Goal
Update the records below by replacing "place a single dot" with "mark a single point" throughout, keeping everything else unchanged. Leave the pictures out of your answer.

Extracted records
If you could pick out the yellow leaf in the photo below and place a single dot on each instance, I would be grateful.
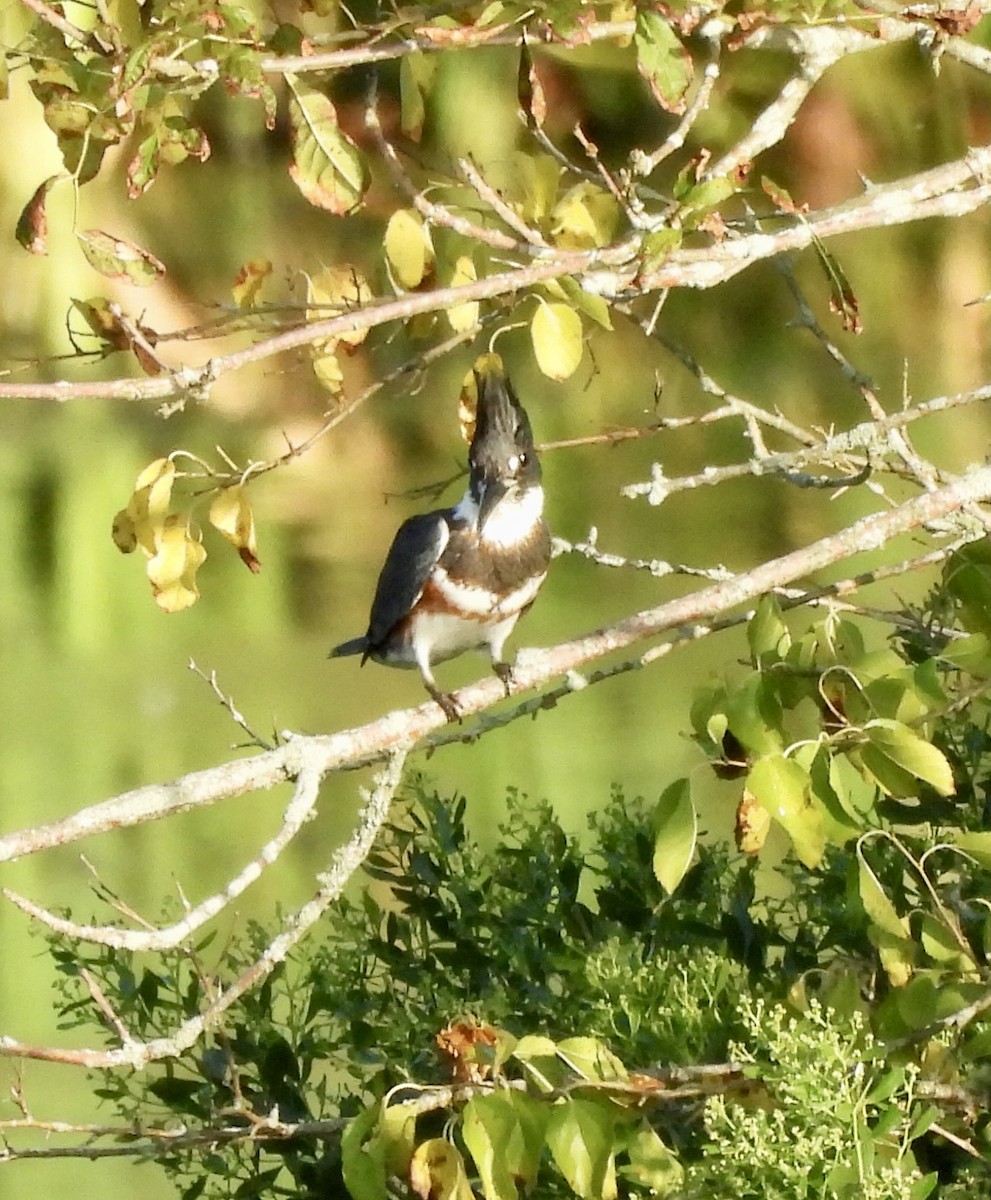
(752, 825)
(463, 317)
(556, 333)
(172, 569)
(408, 249)
(437, 1171)
(334, 291)
(584, 217)
(535, 185)
(230, 513)
(326, 366)
(467, 406)
(150, 501)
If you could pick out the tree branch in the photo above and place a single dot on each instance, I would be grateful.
(534, 669)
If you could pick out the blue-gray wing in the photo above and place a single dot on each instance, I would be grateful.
(413, 555)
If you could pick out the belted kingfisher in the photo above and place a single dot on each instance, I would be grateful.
(460, 579)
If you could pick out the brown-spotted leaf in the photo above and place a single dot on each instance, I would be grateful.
(232, 514)
(32, 223)
(172, 569)
(119, 259)
(326, 166)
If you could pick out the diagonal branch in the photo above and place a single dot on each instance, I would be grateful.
(534, 669)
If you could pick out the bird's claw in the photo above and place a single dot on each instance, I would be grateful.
(446, 702)
(504, 671)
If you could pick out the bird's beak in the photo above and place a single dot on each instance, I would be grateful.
(492, 492)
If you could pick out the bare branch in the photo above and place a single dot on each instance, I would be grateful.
(534, 669)
(331, 885)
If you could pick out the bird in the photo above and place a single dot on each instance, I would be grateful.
(460, 579)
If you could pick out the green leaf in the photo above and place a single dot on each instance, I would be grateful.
(767, 633)
(416, 72)
(967, 577)
(911, 754)
(971, 654)
(781, 786)
(590, 1059)
(504, 1134)
(556, 333)
(652, 1164)
(662, 60)
(676, 831)
(118, 259)
(362, 1157)
(593, 306)
(580, 1137)
(488, 1128)
(326, 166)
(888, 931)
(755, 717)
(976, 843)
(944, 946)
(924, 1187)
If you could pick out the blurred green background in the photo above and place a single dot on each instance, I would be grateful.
(96, 693)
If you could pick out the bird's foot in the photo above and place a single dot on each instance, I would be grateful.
(446, 702)
(504, 671)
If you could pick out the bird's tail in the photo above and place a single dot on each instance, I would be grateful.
(355, 646)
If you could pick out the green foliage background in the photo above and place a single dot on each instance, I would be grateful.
(96, 695)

The reply
If you could pick out the yellow leaf in the photo below and mark a single point on each instance, I would be grateful.
(752, 825)
(463, 317)
(556, 333)
(172, 569)
(408, 249)
(437, 1171)
(334, 291)
(584, 217)
(535, 185)
(230, 513)
(326, 366)
(467, 406)
(150, 501)
If you could pick out the tree branch in the photo above and mark a single point on each instance, I would be grateful.
(534, 669)
If you could pick out the blue-gray wing in the photo above and mark a single point on each instance, I would be grateful.
(413, 555)
If you could pick out the belted kingfisher in the photo above and mark a single point on each instance, I would be grateful.
(460, 579)
If you could pick out the brown-spotted leaf in the photo above and mark a single point on each instance, I would be grateful.
(232, 514)
(32, 223)
(172, 569)
(119, 259)
(326, 166)
If you could pick out the diagonal branch in the photo above and mark a single point on each instance, I would be grateful.
(534, 669)
If you could pick out the bird's claw in the photo above and mark a single point on each instance, I would be grateful.
(446, 702)
(504, 671)
If you could pick out the bird's beak in the photo above and mark a single point on each instance, I would be grateful.
(492, 492)
If you could pick out the bare branch in the photo above and mark a single point on each instance, I would be grateful.
(534, 669)
(331, 885)
If you could pick out the bird in the photo above and mark a single point on each instance, I would be grateful.
(460, 579)
If you could pick out the green leaf in the photo above and mark a single point on each instance, I would be grateful.
(767, 633)
(416, 72)
(967, 577)
(911, 754)
(971, 654)
(781, 786)
(590, 1059)
(504, 1134)
(556, 333)
(652, 1164)
(662, 60)
(676, 831)
(118, 259)
(362, 1157)
(593, 306)
(580, 1137)
(488, 1128)
(326, 166)
(888, 931)
(755, 717)
(976, 843)
(944, 946)
(924, 1187)
If you could pick out the blurred green background in the photo above and mark a single point on each instance, I would be grateful.
(96, 693)
If you could pick out the bird's foot in the photo above and mark a single point on each instance, I would be grateful.
(446, 702)
(504, 671)
If you could pick out the bird's tail in the photo above and mark a single point on each instance, I would be grateful.
(355, 646)
If you could pick out the green foliage background in the photo above and mark a single point on each instance, I would be grateful.
(96, 695)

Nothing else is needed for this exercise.